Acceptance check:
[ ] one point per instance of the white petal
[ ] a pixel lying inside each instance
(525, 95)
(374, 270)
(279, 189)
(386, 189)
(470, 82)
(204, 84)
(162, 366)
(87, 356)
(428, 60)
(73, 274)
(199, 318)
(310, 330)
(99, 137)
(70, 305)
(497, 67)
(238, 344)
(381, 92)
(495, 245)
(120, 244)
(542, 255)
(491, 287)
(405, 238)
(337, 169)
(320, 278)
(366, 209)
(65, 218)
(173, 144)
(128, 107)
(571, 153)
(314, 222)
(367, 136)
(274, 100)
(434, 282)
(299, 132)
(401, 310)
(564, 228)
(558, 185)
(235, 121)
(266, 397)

========

- WHAT NEEDS TO BE DONE
Repeat the records above in full, character for character.

- THE COMPLETED TASK
Acceptance check:
[ ] one point per instance of the white petal
[ ] a pixel lying inside each instance
(525, 95)
(374, 270)
(279, 189)
(386, 189)
(470, 82)
(204, 84)
(162, 366)
(87, 356)
(428, 60)
(73, 274)
(199, 318)
(310, 330)
(99, 137)
(70, 305)
(497, 67)
(238, 344)
(381, 92)
(495, 245)
(120, 244)
(542, 255)
(491, 287)
(405, 238)
(337, 169)
(320, 278)
(366, 209)
(65, 218)
(173, 144)
(128, 107)
(571, 153)
(314, 222)
(367, 136)
(274, 100)
(434, 282)
(299, 132)
(401, 310)
(564, 228)
(558, 185)
(235, 121)
(266, 397)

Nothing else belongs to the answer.